GOAL
How many lines in the entries below contain the string "ball", counting only matches with the same case? Reply with the number alone.

[Excerpts of pointing data]
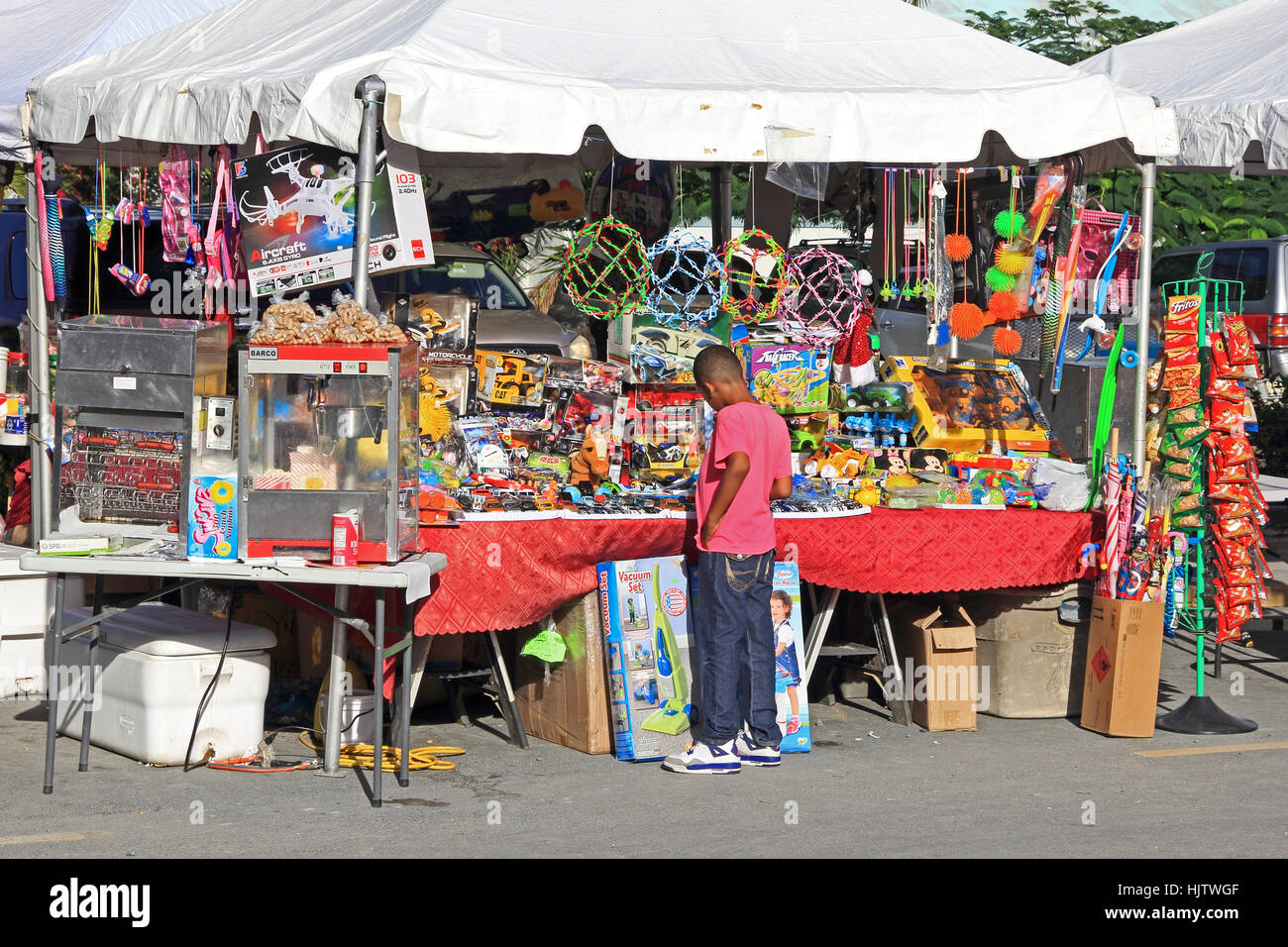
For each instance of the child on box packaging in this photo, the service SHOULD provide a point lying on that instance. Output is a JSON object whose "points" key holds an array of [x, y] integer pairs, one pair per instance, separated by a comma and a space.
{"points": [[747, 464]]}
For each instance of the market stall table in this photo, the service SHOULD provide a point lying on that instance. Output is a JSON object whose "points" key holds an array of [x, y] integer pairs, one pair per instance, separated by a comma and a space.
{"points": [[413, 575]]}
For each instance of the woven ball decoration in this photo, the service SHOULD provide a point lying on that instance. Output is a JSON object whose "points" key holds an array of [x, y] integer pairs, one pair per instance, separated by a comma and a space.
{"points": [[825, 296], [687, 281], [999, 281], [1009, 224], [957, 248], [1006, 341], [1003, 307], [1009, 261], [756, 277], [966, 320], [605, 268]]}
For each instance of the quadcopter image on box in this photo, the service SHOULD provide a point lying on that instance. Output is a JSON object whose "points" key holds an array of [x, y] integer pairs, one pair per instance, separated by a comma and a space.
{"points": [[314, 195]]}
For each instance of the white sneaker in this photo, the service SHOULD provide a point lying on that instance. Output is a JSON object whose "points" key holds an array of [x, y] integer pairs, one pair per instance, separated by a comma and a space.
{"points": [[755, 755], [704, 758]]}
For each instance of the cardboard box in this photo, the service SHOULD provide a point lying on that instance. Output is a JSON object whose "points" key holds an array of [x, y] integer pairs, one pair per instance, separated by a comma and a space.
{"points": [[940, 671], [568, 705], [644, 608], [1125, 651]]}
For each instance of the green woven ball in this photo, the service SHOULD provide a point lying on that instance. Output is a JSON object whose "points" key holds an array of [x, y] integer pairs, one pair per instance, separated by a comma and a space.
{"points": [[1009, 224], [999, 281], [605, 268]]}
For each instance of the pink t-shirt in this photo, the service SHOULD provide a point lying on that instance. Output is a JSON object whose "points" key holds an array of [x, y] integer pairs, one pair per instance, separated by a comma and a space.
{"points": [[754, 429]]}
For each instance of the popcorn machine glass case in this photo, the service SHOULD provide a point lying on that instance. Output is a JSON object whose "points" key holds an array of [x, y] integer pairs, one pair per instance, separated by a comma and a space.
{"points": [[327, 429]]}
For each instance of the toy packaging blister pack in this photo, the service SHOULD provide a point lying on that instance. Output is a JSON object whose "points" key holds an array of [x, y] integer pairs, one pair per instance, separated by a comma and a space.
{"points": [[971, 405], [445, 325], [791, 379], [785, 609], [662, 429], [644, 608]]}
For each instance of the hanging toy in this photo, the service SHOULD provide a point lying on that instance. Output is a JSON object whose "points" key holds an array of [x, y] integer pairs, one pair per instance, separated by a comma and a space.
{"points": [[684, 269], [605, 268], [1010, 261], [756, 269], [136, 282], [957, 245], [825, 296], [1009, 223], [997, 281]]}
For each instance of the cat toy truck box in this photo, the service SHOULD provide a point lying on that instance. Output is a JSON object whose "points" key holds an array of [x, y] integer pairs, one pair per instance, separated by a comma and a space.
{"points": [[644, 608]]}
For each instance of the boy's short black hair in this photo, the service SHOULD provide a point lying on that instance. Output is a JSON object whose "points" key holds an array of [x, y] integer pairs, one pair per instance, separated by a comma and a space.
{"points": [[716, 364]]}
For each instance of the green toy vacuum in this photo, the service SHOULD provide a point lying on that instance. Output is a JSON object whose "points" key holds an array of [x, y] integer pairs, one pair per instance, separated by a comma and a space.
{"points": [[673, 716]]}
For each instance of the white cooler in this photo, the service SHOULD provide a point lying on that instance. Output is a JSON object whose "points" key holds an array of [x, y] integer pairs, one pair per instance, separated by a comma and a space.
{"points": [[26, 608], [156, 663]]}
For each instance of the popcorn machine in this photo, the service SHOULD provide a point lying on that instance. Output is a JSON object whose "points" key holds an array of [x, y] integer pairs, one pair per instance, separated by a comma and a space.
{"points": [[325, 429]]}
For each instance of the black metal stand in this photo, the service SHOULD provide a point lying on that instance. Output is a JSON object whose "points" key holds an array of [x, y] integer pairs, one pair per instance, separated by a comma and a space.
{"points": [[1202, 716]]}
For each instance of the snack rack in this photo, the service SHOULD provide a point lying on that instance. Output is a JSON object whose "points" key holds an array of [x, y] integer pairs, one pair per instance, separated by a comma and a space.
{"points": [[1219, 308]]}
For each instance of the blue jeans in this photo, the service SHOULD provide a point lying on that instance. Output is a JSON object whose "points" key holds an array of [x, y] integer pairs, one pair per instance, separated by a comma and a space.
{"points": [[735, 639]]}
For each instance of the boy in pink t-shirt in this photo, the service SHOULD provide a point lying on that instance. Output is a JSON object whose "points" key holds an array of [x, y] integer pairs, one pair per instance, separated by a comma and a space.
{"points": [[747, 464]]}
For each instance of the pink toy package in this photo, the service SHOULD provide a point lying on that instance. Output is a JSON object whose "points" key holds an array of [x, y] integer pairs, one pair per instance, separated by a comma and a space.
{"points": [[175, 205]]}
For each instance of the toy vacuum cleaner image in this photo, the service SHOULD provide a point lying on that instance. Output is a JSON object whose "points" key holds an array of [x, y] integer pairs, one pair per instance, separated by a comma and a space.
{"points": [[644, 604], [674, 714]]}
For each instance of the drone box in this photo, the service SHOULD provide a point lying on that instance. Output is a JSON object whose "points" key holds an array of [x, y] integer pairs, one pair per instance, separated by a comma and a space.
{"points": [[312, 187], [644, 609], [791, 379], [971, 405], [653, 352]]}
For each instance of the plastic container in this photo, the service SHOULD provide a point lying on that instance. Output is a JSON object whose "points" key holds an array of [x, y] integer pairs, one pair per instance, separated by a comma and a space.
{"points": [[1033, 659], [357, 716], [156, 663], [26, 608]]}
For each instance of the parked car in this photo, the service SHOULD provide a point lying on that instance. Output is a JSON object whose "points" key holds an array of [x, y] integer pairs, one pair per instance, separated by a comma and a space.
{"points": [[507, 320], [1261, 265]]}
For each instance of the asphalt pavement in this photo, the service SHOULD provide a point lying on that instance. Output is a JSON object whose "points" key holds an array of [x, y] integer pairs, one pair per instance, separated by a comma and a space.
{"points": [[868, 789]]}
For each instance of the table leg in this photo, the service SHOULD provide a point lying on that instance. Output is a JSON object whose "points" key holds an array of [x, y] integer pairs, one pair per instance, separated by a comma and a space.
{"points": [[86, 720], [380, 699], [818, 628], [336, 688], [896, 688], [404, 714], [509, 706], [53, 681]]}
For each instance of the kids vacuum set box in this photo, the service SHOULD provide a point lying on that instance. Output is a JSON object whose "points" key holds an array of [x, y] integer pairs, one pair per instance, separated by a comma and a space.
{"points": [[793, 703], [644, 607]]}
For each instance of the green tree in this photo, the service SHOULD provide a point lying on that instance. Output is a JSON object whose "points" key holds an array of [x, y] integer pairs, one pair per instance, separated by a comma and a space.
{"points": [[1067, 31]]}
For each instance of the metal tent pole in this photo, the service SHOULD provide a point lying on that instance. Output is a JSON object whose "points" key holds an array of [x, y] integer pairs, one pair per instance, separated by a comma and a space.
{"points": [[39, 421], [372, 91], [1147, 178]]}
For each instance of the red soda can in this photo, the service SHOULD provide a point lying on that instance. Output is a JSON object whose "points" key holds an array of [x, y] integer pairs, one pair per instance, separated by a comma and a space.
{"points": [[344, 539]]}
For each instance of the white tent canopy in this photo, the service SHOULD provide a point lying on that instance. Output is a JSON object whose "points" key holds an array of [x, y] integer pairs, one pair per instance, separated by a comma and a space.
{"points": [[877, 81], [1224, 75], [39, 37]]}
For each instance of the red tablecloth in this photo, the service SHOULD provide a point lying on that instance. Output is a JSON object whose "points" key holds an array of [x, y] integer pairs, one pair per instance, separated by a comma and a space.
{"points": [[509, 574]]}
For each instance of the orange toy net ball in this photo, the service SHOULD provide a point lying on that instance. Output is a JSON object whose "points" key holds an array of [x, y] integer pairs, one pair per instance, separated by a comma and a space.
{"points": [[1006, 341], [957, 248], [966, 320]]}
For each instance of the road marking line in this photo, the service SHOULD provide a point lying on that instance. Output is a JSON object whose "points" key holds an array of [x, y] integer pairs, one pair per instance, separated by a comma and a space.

==

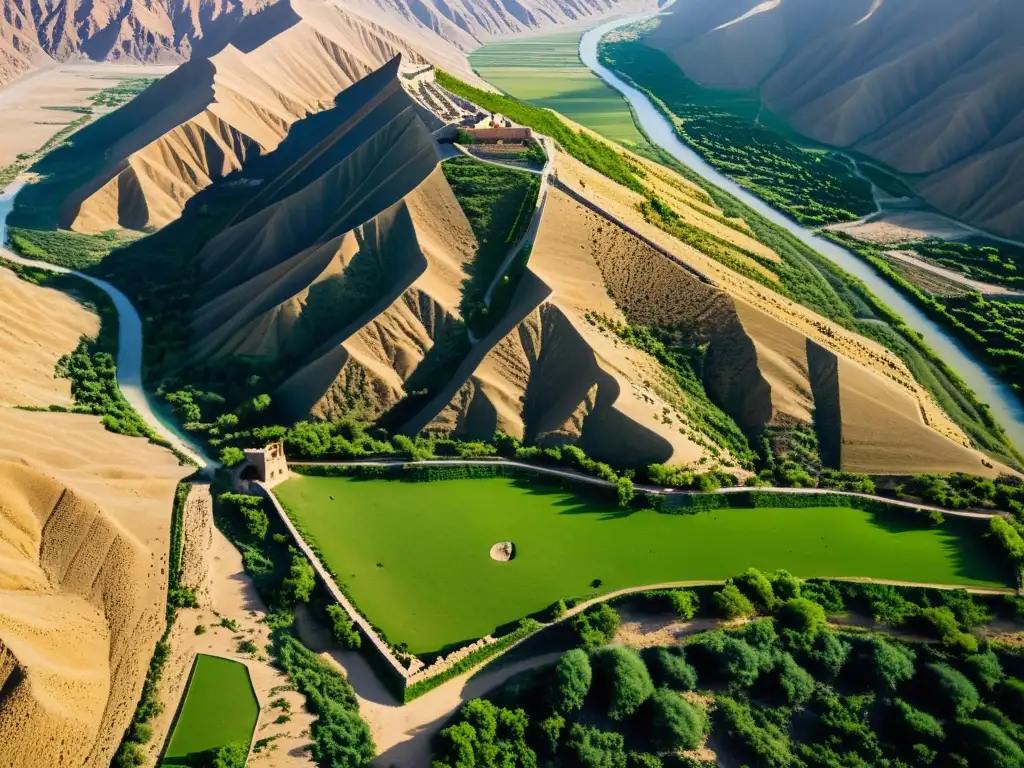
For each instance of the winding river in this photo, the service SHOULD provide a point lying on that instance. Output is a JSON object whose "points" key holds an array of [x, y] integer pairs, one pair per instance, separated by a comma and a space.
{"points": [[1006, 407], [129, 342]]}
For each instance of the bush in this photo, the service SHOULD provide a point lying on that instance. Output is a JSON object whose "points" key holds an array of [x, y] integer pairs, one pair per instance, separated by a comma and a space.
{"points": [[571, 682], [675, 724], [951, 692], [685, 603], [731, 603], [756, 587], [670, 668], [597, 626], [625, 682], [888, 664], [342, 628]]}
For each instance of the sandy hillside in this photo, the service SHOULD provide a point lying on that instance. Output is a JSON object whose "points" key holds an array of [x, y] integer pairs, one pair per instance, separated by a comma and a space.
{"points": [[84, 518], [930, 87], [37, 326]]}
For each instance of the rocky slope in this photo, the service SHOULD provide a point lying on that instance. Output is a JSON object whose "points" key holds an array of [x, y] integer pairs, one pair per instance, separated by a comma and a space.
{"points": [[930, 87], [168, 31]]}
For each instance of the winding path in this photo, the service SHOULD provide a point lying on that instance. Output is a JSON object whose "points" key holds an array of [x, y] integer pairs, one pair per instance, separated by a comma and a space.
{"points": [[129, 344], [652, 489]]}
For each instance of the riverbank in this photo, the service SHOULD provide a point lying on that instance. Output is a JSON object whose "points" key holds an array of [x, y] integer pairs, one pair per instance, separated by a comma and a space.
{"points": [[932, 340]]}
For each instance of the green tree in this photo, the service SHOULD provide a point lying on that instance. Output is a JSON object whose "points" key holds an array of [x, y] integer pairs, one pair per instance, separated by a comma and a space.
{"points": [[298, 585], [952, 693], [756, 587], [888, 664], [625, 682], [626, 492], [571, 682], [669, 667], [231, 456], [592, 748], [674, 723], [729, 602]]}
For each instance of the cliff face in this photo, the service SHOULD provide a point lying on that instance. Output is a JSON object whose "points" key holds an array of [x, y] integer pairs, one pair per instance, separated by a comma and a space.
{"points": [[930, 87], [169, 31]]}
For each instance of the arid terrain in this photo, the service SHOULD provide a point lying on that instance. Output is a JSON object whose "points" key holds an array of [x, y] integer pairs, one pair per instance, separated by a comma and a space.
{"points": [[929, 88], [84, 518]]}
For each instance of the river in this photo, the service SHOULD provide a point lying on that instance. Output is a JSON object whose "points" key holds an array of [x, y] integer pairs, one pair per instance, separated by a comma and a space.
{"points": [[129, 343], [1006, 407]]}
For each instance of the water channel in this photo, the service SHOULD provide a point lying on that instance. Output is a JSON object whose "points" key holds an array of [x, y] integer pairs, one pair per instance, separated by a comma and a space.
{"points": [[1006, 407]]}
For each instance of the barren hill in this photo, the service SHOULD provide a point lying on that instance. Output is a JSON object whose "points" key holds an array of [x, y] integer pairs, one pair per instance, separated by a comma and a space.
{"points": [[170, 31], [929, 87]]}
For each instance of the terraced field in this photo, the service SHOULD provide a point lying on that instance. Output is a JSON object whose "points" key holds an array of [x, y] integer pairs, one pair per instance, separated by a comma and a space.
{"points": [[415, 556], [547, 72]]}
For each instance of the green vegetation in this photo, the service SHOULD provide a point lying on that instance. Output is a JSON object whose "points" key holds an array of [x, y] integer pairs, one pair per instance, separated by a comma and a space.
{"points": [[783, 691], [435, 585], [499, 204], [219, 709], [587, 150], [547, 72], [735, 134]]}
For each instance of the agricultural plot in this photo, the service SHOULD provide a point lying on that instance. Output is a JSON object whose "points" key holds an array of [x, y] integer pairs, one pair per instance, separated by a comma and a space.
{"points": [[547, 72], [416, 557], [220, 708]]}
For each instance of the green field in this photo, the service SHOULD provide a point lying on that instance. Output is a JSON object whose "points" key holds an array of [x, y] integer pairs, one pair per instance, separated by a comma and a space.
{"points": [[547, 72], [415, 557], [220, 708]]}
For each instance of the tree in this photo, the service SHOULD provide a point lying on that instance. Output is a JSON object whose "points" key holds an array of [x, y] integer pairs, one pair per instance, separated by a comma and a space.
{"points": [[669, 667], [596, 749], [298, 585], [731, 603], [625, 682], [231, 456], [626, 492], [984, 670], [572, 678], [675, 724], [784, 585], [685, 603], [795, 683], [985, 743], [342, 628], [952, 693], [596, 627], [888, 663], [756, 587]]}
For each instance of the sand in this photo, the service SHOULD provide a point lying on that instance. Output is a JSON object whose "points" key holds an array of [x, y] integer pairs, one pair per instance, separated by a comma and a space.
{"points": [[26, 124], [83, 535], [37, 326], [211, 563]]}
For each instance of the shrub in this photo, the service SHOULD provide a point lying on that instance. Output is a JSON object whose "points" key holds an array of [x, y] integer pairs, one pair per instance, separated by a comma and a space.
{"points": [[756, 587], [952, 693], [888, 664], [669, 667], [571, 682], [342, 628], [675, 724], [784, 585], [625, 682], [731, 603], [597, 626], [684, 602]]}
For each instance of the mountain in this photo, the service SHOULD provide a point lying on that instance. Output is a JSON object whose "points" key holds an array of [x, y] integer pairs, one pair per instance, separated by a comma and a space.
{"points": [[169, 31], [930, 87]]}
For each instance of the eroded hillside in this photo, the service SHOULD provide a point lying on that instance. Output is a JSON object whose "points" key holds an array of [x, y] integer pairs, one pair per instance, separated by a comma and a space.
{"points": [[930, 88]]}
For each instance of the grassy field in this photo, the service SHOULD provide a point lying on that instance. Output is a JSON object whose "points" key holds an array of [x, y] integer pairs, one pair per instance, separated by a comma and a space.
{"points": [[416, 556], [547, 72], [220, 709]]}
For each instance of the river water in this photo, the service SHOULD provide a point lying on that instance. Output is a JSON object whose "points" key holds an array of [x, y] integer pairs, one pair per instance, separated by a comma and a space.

WRITTEN RESPONSE
3